Excerto do texto:
/---

«(…) Guicciardini descreveu de
modo sucinto o desprezo dos italianos pelo rei francês: não só lhe faltava
conhecimento das artes, como também mal sabia ler e escrever. Sentia ganância
pela governação, mas ela bastante incapaz na sua prática, porque se deixava
influenciar continuamente. Um homem assim mostrou ser seduzido com facilidade
por toda a ostentação ancestral sofisticada exibida por Alexandre VI. Quando
Carlos VIII se ajoelhou com a intenção de beijar os pés do papa, Alexandre VI
ajudou-o graciosamente a levantar-se. Ainda assim, o papa foi obrigado a fazer algumas
cedências. Quando Carlos VIII partiu para Nápoles com o seu exército, a 28 de Janeiro
de 1495, insistiu em que o cardeal César Bórgia cavalgasse a seu lado, como
companheiro amigável (e refém), junto com uma coluna de 19 mulas que transportavam
tesouros e ricas tapeçarias. Dois dias depois, o exército francês chegou a
Velletri, onde o rei e o seu companheiro de viagem deveriam ser os convidados
do bispo local, que não era outro senão o cardeal Giuliano della Rovere. Esta
teria sido de facto uma humilhação para o jovem e orgulhoso cardeal Bórgia, que
não suportava o mais pequeno insulto pessoal. No entanto, este não chegaria a
sê-lo. De acordo com o mestre de cerimónias de Alexandre VI, Johannes Burchard,
no dia 30 de Janeiro soube-se que o cardeal César Bórgia tinha iludido o
controlo do rei francês e fugira de Velletri disfarçado de palafreneiro das
cavalariças reais, e que viajara tão veloz que nessa noite já dormiu em Roma.
No dia seguinte, esgueirou-se discretamente da cidade ao nascer do dia. Para
cúmulo, Bórgia conseguiu também que metade da coluna de mulas que carregava o
tesouro fosse roubada, enquanto as caixas transportadas pelas restantes mulas
foram encontradas vazias.

\---

Segundo o excerto sobre César Bórgia, em que data Carlos VIII partiu para Nápoles com o seu exército? Por favor, baseie-se apenas no excerto.

Entradas fornecidas:
/---

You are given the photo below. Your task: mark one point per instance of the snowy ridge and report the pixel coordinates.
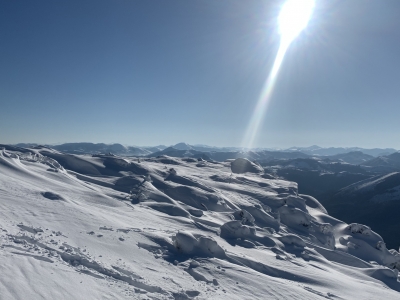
(106, 227)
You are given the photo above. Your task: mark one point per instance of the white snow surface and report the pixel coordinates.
(168, 228)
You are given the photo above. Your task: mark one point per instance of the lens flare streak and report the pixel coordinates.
(265, 96)
(293, 18)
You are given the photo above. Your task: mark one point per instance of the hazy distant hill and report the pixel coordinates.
(385, 163)
(354, 157)
(316, 150)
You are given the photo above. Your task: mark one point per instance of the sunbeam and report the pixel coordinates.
(293, 18)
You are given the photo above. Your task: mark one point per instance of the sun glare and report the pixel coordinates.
(293, 18)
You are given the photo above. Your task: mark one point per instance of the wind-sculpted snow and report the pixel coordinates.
(109, 227)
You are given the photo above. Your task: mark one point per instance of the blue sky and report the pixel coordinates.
(162, 72)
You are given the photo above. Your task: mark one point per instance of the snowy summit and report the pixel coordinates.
(110, 227)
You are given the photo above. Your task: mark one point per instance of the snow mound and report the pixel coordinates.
(162, 228)
(187, 243)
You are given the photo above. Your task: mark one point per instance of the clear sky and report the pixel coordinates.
(161, 72)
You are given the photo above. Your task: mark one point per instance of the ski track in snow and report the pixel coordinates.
(107, 227)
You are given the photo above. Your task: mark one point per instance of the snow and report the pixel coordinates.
(106, 227)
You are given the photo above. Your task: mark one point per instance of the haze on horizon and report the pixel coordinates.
(156, 72)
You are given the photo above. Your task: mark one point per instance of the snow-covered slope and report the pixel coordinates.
(171, 228)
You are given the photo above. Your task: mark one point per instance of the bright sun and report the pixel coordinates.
(293, 18)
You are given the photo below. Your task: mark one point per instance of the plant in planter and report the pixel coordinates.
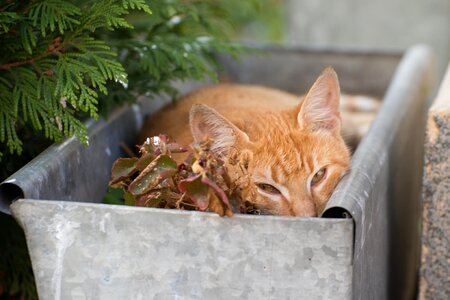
(201, 182)
(63, 61)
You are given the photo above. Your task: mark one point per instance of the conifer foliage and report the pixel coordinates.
(64, 60)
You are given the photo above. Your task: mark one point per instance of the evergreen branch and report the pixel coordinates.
(55, 47)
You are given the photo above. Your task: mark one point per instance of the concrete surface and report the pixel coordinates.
(382, 24)
(435, 266)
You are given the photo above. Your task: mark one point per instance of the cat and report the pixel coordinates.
(294, 148)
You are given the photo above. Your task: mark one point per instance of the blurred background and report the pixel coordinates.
(373, 25)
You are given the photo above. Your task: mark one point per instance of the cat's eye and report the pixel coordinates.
(319, 176)
(267, 188)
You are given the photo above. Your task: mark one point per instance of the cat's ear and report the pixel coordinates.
(320, 108)
(207, 122)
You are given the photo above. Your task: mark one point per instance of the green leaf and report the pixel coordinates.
(129, 199)
(114, 196)
(122, 169)
(152, 199)
(196, 190)
(162, 167)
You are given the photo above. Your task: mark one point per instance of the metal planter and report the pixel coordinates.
(81, 249)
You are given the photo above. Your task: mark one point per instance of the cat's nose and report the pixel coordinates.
(304, 210)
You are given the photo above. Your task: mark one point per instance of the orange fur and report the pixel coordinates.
(285, 140)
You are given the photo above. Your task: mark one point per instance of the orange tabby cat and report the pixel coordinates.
(295, 152)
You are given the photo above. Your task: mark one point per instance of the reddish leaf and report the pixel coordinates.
(122, 169)
(196, 190)
(144, 161)
(129, 199)
(160, 168)
(176, 148)
(152, 199)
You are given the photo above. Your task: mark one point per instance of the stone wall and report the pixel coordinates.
(435, 265)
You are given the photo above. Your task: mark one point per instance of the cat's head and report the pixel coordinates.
(295, 158)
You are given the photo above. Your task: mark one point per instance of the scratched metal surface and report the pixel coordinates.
(94, 251)
(65, 172)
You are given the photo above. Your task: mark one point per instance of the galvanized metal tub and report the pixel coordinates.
(81, 249)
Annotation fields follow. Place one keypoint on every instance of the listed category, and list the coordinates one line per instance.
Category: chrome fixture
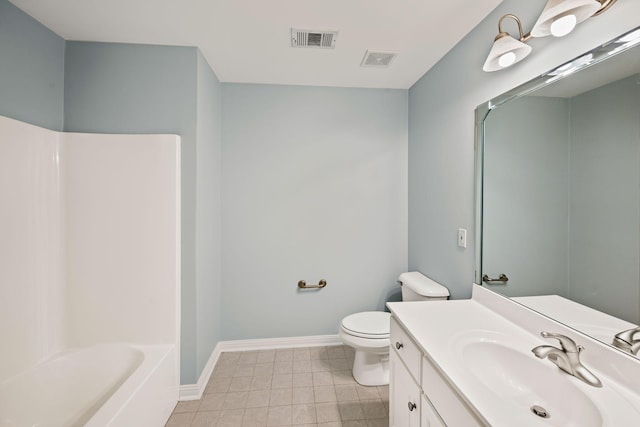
(567, 358)
(558, 18)
(303, 285)
(626, 340)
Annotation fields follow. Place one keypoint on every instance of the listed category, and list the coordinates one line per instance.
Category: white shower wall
(31, 243)
(90, 241)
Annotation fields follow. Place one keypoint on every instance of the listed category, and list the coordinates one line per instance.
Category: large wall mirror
(559, 191)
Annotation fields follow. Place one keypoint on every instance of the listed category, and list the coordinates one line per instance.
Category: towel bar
(502, 279)
(303, 285)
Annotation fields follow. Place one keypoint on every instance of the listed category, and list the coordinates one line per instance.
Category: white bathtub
(104, 385)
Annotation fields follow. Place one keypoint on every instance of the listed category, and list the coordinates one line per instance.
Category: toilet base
(371, 368)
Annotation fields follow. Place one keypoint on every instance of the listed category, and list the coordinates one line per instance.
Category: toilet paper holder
(303, 285)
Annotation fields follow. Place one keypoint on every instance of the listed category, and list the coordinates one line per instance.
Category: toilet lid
(368, 324)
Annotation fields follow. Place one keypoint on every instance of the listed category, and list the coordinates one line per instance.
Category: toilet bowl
(368, 332)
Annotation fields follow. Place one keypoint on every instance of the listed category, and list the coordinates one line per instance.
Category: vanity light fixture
(506, 50)
(558, 18)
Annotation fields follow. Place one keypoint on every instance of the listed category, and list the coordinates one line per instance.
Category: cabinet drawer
(404, 346)
(452, 410)
(430, 417)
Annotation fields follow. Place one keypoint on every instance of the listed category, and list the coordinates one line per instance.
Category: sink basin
(521, 381)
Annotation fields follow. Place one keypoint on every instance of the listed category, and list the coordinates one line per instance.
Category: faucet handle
(567, 344)
(627, 335)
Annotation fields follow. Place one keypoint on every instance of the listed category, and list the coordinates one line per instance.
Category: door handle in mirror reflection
(501, 279)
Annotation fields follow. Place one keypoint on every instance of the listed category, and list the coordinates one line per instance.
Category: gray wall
(31, 69)
(605, 200)
(126, 88)
(441, 131)
(526, 199)
(208, 269)
(314, 188)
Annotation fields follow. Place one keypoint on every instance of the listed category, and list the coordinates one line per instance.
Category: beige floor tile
(301, 354)
(218, 385)
(248, 357)
(302, 366)
(303, 414)
(322, 379)
(327, 412)
(282, 367)
(320, 365)
(283, 355)
(263, 369)
(282, 381)
(303, 379)
(336, 352)
(350, 411)
(304, 387)
(212, 402)
(324, 394)
(187, 406)
(281, 397)
(261, 382)
(244, 370)
(338, 364)
(266, 356)
(258, 398)
(230, 418)
(373, 409)
(367, 393)
(206, 419)
(317, 353)
(255, 417)
(180, 420)
(279, 416)
(346, 393)
(235, 400)
(240, 384)
(303, 395)
(343, 377)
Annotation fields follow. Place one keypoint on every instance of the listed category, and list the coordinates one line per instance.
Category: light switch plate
(462, 237)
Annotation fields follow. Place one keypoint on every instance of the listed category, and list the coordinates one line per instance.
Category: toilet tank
(418, 287)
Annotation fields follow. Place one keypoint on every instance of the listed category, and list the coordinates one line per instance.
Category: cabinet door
(430, 417)
(404, 395)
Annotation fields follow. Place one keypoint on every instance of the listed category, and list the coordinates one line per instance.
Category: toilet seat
(368, 324)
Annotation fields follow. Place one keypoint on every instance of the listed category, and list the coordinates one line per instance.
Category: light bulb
(507, 59)
(563, 25)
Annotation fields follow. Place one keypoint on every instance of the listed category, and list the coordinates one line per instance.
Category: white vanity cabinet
(418, 395)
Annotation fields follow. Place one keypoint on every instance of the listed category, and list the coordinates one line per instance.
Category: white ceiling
(248, 41)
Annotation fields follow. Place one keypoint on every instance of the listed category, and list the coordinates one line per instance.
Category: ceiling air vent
(315, 39)
(378, 58)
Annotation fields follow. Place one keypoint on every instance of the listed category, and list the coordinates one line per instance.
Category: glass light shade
(563, 25)
(505, 52)
(558, 9)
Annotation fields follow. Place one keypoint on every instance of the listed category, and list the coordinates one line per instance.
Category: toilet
(368, 332)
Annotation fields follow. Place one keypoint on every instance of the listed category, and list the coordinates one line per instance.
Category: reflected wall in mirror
(559, 191)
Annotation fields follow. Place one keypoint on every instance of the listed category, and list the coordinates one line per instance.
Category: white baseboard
(195, 391)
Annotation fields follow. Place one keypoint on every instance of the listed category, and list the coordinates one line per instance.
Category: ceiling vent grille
(378, 59)
(313, 39)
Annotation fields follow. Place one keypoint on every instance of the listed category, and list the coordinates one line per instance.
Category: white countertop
(442, 329)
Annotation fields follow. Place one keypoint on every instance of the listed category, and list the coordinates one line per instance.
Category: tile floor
(289, 387)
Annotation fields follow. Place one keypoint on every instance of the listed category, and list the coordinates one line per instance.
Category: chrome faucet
(567, 358)
(625, 340)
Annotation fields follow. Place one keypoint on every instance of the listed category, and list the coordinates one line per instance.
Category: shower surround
(89, 254)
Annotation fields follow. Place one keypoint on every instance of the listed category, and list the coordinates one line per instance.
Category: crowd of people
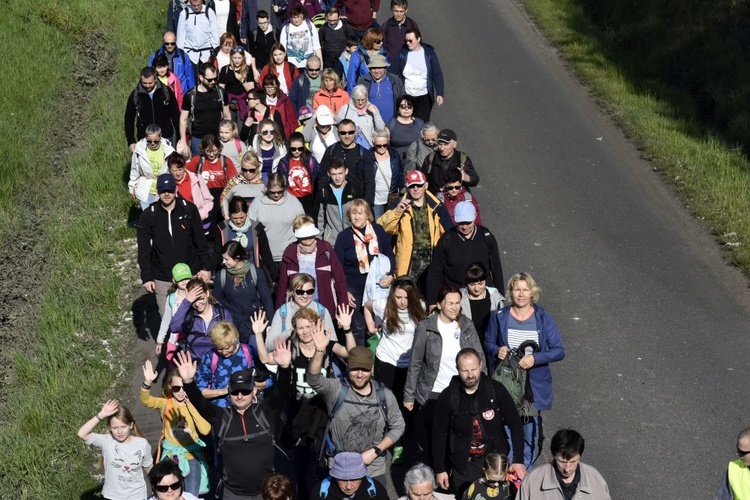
(334, 313)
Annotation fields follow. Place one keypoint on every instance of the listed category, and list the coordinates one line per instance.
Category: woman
(241, 288)
(300, 170)
(247, 186)
(396, 318)
(182, 426)
(331, 94)
(276, 99)
(196, 315)
(149, 160)
(122, 444)
(257, 112)
(269, 144)
(372, 43)
(316, 258)
(300, 296)
(167, 482)
(405, 128)
(514, 324)
(279, 66)
(238, 78)
(320, 133)
(167, 77)
(419, 69)
(389, 176)
(364, 114)
(274, 213)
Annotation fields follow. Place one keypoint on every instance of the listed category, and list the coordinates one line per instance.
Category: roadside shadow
(146, 318)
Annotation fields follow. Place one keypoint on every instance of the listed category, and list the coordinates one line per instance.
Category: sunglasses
(244, 392)
(163, 488)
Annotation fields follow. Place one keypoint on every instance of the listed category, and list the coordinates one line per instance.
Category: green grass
(70, 359)
(713, 176)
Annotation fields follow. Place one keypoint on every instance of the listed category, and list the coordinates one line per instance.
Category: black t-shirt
(207, 111)
(480, 314)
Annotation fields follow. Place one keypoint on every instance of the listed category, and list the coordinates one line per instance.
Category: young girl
(495, 483)
(126, 454)
(181, 274)
(182, 425)
(232, 147)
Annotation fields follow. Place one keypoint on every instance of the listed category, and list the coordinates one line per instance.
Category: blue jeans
(531, 432)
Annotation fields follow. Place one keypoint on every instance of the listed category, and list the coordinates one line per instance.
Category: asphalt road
(654, 322)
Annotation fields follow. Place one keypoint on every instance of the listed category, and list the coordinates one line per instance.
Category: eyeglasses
(163, 488)
(244, 392)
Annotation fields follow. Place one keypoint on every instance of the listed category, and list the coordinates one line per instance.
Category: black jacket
(452, 429)
(141, 111)
(158, 251)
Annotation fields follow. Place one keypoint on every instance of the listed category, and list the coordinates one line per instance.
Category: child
(181, 274)
(126, 454)
(232, 147)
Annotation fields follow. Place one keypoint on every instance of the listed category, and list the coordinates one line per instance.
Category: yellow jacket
(401, 225)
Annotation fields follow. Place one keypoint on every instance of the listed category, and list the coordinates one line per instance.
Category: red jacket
(329, 276)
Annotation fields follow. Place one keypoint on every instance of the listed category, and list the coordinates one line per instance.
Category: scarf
(241, 231)
(364, 246)
(239, 274)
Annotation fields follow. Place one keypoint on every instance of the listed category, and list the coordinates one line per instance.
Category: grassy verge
(713, 176)
(63, 129)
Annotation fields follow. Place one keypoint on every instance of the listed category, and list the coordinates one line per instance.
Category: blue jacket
(183, 68)
(435, 83)
(551, 350)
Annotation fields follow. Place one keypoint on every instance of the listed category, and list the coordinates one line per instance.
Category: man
(300, 38)
(736, 482)
(177, 59)
(365, 417)
(333, 35)
(170, 232)
(419, 150)
(150, 103)
(348, 480)
(197, 32)
(418, 220)
(204, 107)
(245, 431)
(361, 14)
(395, 28)
(470, 415)
(461, 246)
(261, 39)
(448, 158)
(306, 84)
(566, 477)
(352, 154)
(332, 201)
(383, 88)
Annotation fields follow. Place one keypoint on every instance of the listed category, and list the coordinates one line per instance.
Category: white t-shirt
(394, 348)
(451, 334)
(415, 73)
(123, 466)
(300, 42)
(383, 176)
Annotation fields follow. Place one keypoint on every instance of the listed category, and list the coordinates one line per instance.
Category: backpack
(329, 448)
(515, 379)
(326, 485)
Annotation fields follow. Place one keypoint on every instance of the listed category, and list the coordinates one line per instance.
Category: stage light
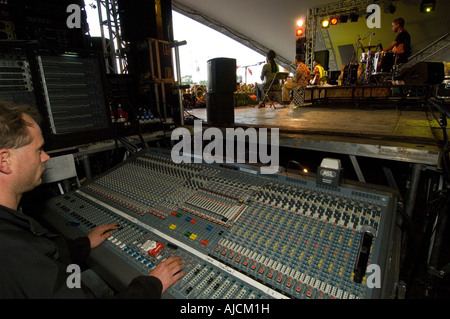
(343, 19)
(427, 6)
(354, 17)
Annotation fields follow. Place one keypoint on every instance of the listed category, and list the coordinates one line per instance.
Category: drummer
(402, 42)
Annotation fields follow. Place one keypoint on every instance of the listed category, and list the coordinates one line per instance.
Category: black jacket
(33, 262)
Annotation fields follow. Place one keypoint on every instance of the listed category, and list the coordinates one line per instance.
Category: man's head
(298, 58)
(21, 155)
(398, 25)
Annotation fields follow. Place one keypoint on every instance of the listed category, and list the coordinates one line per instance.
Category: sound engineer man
(33, 261)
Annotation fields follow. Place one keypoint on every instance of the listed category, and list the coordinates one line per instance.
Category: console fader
(240, 234)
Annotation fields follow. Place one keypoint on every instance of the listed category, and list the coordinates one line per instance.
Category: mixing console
(240, 234)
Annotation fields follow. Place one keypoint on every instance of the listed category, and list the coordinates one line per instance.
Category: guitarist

\---

Resultado do exercício: A 28 de Janeiro de 1495.